Du musst halt vorher dein Worldfile aufräumen und wichtige Pakete hinzufügen; nach einem 'emerge depclean' noch ein 'revdep-rebuild' und schon löppt die Sache.

Seitdem ich das gemacht habe und ein sauberes worldfile habe ist 'emerge depclean' wirklich unproblematisch. Der installiert nichts mehr, was er nicht sollte.

----------

## Louisdor

 *Lenz wrote:*   

> Du musst halt vorher dein Worldfile aufräumen und wichtige Pakete hinzufügen~

 Was meinst Du mit aufräumen? Und, was wären wichtige Pakete, die nicht eh schon drin stehen?

----------

## Ezekeel

...passt zwar nicht in den Thread -> aber würde mich auch interessieren!!   :Wink: 

----------

## Lenz

Also:

1. mit dem 'dep'-Script redundante Einträge entfernen (lassen)

2. libs die versehentlich ins worldfile gekommen sind, rauslöschen, unbenötigte Programme auch aus dem worldfile nehmen

3. Einträge ins worldfile übernehmen, die 'emerge depclean' deinstallieren will, die man aber trotzdem noch behalten möchte

4. 'emerge depclean' ausführen

5. 'revdep-rebuild' ausführen

6. mit dem 'cruft'-script ggf. noch nicht benötigte Configs in /etc oder sonstwo aufspüren und entfernen

So, und da will mir mal jemand sagen, dass man Abhängigkeiten nicht mehr deinstalliert bekommt *G*. Wenn das worldfile einmal schön sauber ist, funktioniert depclean sehr gut. Hab bei der ersten Aufräumaktion dieser Art über 150 Pakete (meist unbenötigte Abhängigkeiten) deinstallieren können. Seitdem achte ich immer drauf, in regelmäßigen Abständen aufzuräumen.

----------

DEINE AUFGABE:
Gib aus dem Ausgangstext den Abschnitt von „4. 'emerge depclean'“ bis „regelmäßigen Abständen aufzuräumen.“ wortgetreu aus. Stütze dich ausschließlich auf den Ausgangstext.

ERFASSTE DATEN:
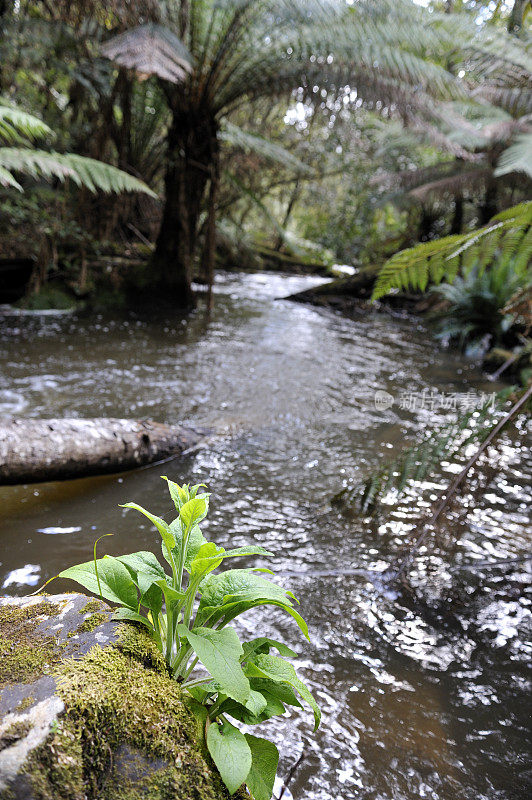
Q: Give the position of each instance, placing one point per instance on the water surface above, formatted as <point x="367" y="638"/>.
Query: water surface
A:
<point x="412" y="708"/>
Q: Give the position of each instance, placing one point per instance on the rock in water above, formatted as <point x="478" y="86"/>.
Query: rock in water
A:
<point x="88" y="710"/>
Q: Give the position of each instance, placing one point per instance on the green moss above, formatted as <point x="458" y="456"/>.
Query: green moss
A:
<point x="15" y="732"/>
<point x="92" y="622"/>
<point x="26" y="703"/>
<point x="114" y="695"/>
<point x="25" y="657"/>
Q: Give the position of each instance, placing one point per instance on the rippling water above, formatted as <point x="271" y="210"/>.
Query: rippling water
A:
<point x="414" y="706"/>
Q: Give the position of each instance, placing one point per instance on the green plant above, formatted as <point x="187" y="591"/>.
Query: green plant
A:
<point x="423" y="459"/>
<point x="245" y="681"/>
<point x="17" y="127"/>
<point x="473" y="316"/>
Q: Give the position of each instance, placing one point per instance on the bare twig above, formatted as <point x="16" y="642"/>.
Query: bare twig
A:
<point x="447" y="494"/>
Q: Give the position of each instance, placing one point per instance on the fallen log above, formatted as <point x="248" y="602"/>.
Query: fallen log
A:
<point x="354" y="293"/>
<point x="36" y="450"/>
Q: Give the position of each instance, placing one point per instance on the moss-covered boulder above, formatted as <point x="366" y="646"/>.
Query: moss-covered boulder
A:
<point x="88" y="710"/>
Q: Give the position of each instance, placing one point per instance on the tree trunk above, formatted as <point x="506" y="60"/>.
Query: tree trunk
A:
<point x="192" y="153"/>
<point x="515" y="22"/>
<point x="458" y="215"/>
<point x="36" y="450"/>
<point x="209" y="249"/>
<point x="488" y="209"/>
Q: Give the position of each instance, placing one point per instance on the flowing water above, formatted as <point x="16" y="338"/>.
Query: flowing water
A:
<point x="414" y="705"/>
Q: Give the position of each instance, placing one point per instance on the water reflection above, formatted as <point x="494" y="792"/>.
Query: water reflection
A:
<point x="411" y="708"/>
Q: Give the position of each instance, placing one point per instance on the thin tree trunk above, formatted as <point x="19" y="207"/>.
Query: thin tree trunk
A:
<point x="515" y="22"/>
<point x="190" y="161"/>
<point x="488" y="209"/>
<point x="288" y="213"/>
<point x="209" y="252"/>
<point x="458" y="215"/>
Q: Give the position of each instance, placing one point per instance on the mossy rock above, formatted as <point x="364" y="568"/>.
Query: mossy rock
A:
<point x="88" y="710"/>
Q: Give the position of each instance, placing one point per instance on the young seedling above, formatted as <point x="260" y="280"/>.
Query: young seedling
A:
<point x="187" y="613"/>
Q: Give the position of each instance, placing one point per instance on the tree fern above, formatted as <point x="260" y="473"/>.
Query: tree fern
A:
<point x="15" y="124"/>
<point x="517" y="158"/>
<point x="87" y="172"/>
<point x="507" y="236"/>
<point x="270" y="151"/>
<point x="421" y="461"/>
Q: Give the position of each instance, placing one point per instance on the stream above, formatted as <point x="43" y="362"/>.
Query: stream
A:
<point x="415" y="704"/>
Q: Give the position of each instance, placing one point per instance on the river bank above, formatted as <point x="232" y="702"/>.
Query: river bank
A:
<point x="289" y="393"/>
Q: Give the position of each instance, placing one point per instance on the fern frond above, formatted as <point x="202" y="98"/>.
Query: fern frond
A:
<point x="268" y="150"/>
<point x="423" y="459"/>
<point x="431" y="262"/>
<point x="93" y="175"/>
<point x="151" y="50"/>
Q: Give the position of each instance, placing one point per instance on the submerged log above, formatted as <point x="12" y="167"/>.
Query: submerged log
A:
<point x="36" y="450"/>
<point x="354" y="293"/>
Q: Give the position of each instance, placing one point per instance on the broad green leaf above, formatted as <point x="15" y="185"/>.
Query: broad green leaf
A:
<point x="195" y="540"/>
<point x="220" y="652"/>
<point x="256" y="703"/>
<point x="142" y="562"/>
<point x="115" y="581"/>
<point x="263" y="645"/>
<point x="208" y="557"/>
<point x="172" y="597"/>
<point x="259" y="708"/>
<point x="230" y="752"/>
<point x="248" y="550"/>
<point x="235" y="591"/>
<point x="152" y="598"/>
<point x="276" y="696"/>
<point x="163" y="528"/>
<point x="193" y="511"/>
<point x="235" y="583"/>
<point x="179" y="494"/>
<point x="281" y="691"/>
<point x="282" y="672"/>
<point x="264" y="761"/>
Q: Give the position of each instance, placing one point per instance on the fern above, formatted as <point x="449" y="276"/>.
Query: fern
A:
<point x="93" y="175"/>
<point x="270" y="151"/>
<point x="517" y="158"/>
<point x="151" y="50"/>
<point x="422" y="460"/>
<point x="508" y="236"/>
<point x="16" y="124"/>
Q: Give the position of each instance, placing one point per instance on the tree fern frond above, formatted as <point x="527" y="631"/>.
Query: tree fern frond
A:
<point x="8" y="180"/>
<point x="444" y="258"/>
<point x="271" y="151"/>
<point x="517" y="158"/>
<point x="16" y="124"/>
<point x="151" y="49"/>
<point x="423" y="459"/>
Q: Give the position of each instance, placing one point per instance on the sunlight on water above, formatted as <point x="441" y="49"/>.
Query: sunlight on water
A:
<point x="413" y="706"/>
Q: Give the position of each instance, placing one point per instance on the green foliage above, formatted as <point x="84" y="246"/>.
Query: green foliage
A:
<point x="518" y="157"/>
<point x="423" y="459"/>
<point x="244" y="681"/>
<point x="474" y="315"/>
<point x="507" y="238"/>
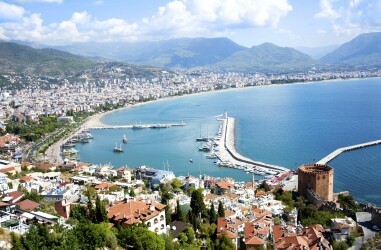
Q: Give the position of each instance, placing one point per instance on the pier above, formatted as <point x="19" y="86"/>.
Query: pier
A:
<point x="227" y="144"/>
<point x="338" y="151"/>
<point x="140" y="126"/>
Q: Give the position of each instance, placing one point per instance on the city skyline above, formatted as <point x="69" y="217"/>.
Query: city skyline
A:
<point x="247" y="22"/>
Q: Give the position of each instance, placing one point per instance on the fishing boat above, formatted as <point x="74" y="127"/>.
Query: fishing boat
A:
<point x="118" y="149"/>
<point x="202" y="138"/>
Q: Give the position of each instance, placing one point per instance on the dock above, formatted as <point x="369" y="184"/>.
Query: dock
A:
<point x="140" y="126"/>
<point x="227" y="144"/>
<point x="339" y="151"/>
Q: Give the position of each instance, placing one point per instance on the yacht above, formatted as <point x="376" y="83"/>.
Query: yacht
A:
<point x="118" y="149"/>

RICHTIGE ANTWORT:
4. 'emerge depclean' ausführen

5. 'revdep-rebuild' ausführen

6. mit dem 'cruft'-script ggf. noch nicht benötigte Configs in /etc oder sonstwo aufspüren und entfernen

So, und da will mir mal jemand sagen, dass man Abhängigkeiten nicht mehr deinstalliert bekommt *G*. Wenn das worldfile einmal schön sauber ist, funktioniert depclean sehr gut. Hab bei der ersten Aufräumaktion dieser Art über 150 Pakete (meist unbenötigte Abhängigkeiten) deinstallieren können. Seitdem achte ich immer drauf, in regelmäßigen Abständen aufzuräumen.